* **TASK INSTRUCTIONS**:
Copy the records below in full and leave every image out of the copy.

[Referring expression pointing data]
⟨

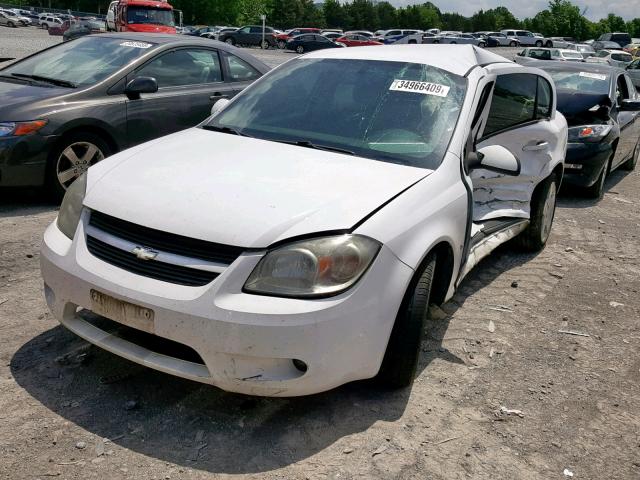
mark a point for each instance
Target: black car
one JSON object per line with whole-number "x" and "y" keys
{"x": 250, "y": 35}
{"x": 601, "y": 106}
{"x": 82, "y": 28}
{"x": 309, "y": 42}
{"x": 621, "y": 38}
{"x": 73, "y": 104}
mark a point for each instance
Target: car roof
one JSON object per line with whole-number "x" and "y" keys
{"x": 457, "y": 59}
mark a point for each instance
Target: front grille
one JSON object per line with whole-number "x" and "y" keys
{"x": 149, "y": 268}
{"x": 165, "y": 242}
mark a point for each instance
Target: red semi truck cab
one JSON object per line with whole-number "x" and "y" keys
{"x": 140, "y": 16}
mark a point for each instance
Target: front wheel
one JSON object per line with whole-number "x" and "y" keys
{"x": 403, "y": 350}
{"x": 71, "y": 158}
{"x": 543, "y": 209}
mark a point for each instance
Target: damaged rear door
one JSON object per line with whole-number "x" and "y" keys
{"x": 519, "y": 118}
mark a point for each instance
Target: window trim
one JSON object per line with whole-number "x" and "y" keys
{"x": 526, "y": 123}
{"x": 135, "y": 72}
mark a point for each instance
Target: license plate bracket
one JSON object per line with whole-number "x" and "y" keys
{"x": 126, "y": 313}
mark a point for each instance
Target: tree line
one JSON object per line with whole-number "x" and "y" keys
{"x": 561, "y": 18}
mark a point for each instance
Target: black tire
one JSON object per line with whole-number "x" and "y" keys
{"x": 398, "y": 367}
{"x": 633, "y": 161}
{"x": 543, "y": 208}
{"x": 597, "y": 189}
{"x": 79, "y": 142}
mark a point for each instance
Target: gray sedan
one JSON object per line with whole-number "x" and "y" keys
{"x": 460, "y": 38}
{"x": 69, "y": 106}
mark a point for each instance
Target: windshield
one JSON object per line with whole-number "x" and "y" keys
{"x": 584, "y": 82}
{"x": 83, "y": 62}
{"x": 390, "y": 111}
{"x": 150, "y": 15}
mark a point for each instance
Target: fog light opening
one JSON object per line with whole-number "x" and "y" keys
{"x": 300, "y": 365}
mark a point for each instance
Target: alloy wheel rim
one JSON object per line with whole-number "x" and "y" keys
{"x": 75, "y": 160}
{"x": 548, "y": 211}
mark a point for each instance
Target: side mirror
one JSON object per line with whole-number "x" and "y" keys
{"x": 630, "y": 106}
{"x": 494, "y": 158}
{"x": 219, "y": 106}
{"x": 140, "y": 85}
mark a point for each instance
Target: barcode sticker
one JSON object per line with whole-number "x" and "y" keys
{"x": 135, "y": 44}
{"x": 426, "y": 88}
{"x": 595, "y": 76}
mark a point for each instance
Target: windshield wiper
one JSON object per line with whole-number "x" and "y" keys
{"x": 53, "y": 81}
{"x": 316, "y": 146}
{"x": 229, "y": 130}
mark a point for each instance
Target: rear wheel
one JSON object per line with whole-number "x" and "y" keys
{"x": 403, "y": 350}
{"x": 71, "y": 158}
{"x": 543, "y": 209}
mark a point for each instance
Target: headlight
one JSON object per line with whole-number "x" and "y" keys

⟩

* **TASK ANSWER**:
mark a point for each instance
Target: black car
one JSON object per line with whole-number "x" and "y" keys
{"x": 250, "y": 35}
{"x": 601, "y": 106}
{"x": 82, "y": 28}
{"x": 309, "y": 42}
{"x": 621, "y": 38}
{"x": 73, "y": 104}
mark a point for each instance
Target: car roof
one JSON object per line with whole-number "x" and "y" keys
{"x": 457, "y": 59}
mark a point for each instance
Target: front grille
one JSON object per line with whole-number "x" and "y" keys
{"x": 149, "y": 268}
{"x": 165, "y": 242}
mark a point for each instance
Target: red semi truck cab
one JSON object per line with whole-number "x" and "y" keys
{"x": 140, "y": 16}
mark a point for each instance
Target: front wheel
one JSON object per line with whole-number "x" and "y" keys
{"x": 403, "y": 350}
{"x": 71, "y": 158}
{"x": 543, "y": 209}
mark a point for each instance
Target: damaged rear door
one JSON object per line with whole-number "x" and "y" keys
{"x": 519, "y": 118}
mark a point for each instance
Target: window trim
one JSON object per line with whole-number "x" and "y" keys
{"x": 526, "y": 123}
{"x": 135, "y": 72}
mark a point for each instance
Target: license plate bracket
one JSON object per line with whole-number "x" and "y" keys
{"x": 126, "y": 313}
mark a point for each instance
Target: tree line
one JSON object per line with whole-number "x" and "y" keys
{"x": 561, "y": 18}
mark a point for each instance
Target: black tire
one JSON object per line with whole-number "x" and "y" keys
{"x": 398, "y": 367}
{"x": 633, "y": 161}
{"x": 543, "y": 208}
{"x": 597, "y": 189}
{"x": 79, "y": 142}
mark a point for each instance
Target: gray sedan
one JSON object per line with whole-number "x" and "y" keys
{"x": 460, "y": 38}
{"x": 69, "y": 106}
mark a point for each instance
Target: windshield
one JSON object per line with whole-number "x" and "y" keys
{"x": 584, "y": 82}
{"x": 83, "y": 62}
{"x": 390, "y": 111}
{"x": 150, "y": 15}
mark a point for each instance
Target: fog light opening
one JSON object per line with whole-number "x" and "y" keys
{"x": 300, "y": 365}
mark a point for each instance
Target: alloy wheel rim
one JSON object per line with whole-number "x" and "y" keys
{"x": 75, "y": 160}
{"x": 548, "y": 211}
mark a point for each instance
Target: side mirror
one JSON object per line with whole-number "x" and "y" keys
{"x": 630, "y": 106}
{"x": 494, "y": 158}
{"x": 219, "y": 106}
{"x": 140, "y": 85}
mark a point for each instance
Target: barcode sticker
one JSON object per line with whole-number "x" and "y" keys
{"x": 135, "y": 44}
{"x": 426, "y": 88}
{"x": 595, "y": 76}
mark a point for each instance
Target: windshield wiper
one JSON object per line with whole-number "x" and "y" keys
{"x": 53, "y": 81}
{"x": 316, "y": 146}
{"x": 229, "y": 130}
mark a point for each instance
Target: rear wheel
one JSON object per line with whole-number "x" and "y" keys
{"x": 403, "y": 350}
{"x": 71, "y": 158}
{"x": 543, "y": 209}
mark a point for each instance
Target: headlight
one JSON object per line with whole-number "x" and "y" keys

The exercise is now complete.